## Source material:
◇ ◇ ◇ ◇

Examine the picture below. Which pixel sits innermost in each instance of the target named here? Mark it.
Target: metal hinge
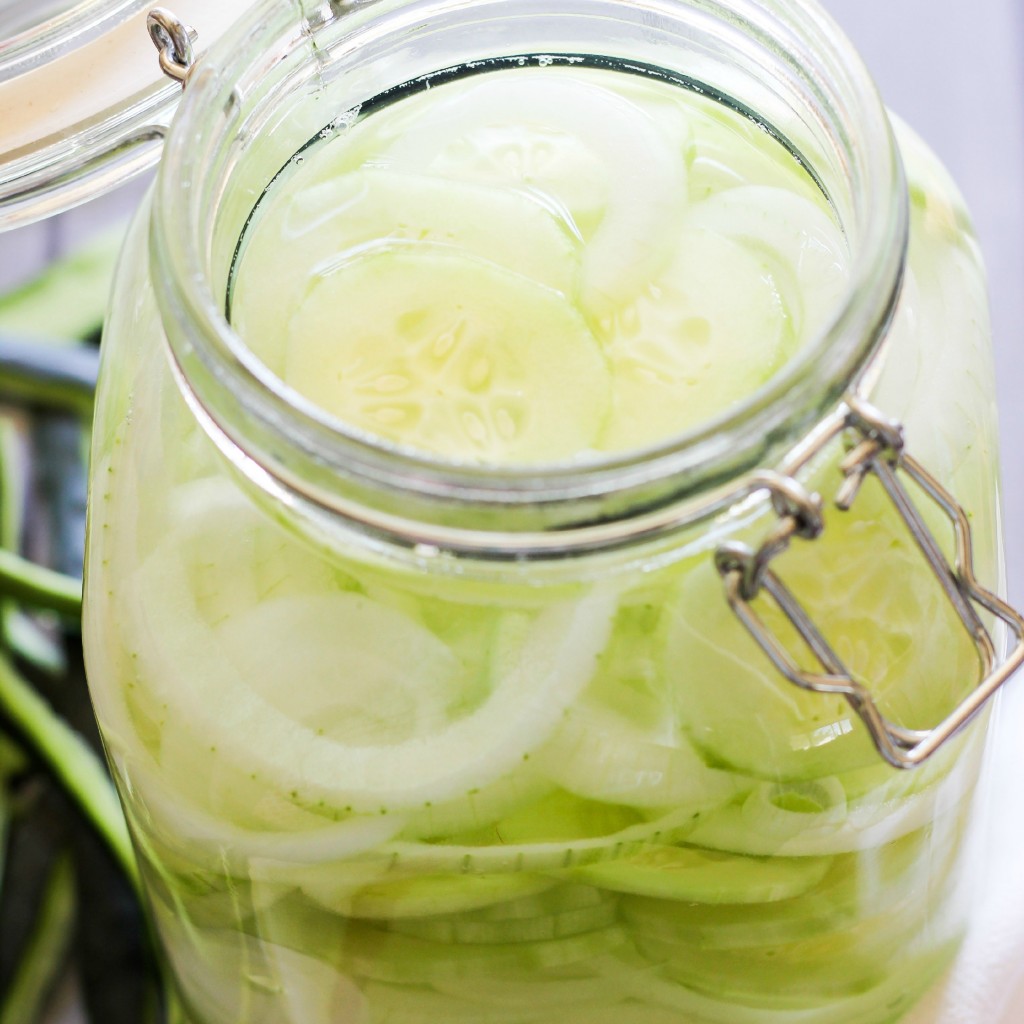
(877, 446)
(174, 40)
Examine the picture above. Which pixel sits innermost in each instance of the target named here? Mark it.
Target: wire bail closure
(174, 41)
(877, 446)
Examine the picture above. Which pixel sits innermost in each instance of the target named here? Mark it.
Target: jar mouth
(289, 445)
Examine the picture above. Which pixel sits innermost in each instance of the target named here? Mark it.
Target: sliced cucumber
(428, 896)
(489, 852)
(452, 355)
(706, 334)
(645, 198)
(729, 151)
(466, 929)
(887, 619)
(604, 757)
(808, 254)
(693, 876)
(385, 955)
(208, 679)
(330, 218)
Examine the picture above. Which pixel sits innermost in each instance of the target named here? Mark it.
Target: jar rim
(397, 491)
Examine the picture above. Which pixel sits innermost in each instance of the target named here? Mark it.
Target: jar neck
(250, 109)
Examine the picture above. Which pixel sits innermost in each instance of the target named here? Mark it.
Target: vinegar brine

◇ ◇ ◇ ◇

## Brief:
When you retype the listing above, keep each line exactly as written and drop the pictures.

## Result of the task:
Examine the picture below. Which pixel sits innermost in each instance of the target named here? Mark it.
Target: metal hinge
(877, 446)
(174, 40)
Examine the picture above. Which pixel sits innermost in each instance of the target named here? Mark it.
Target: wire bail closure
(174, 41)
(877, 446)
Examine the picture above. Which pixel sits innermost in each instance of the target named here? Mark it.
Target: jar mouth
(289, 445)
Examine the picture above. Which pixel sits innermost in each instance of the target named here? Mark it.
Target: sliced cucumber
(428, 896)
(489, 852)
(452, 355)
(706, 334)
(645, 198)
(729, 151)
(466, 929)
(887, 619)
(604, 757)
(808, 254)
(693, 876)
(385, 955)
(208, 679)
(330, 218)
Examine the picture above. Which pixel sits innermost in each instance of the target named here? Mark it.
Target: jar rim
(397, 491)
Examine the picture above. Which pixel sits innermost in each instance of the target named here? Mark it.
Target: jar neck
(250, 109)
Examine the picture above. Which pixel sits innermost in each instance of the target named here? Mark it.
Target: vinegar brine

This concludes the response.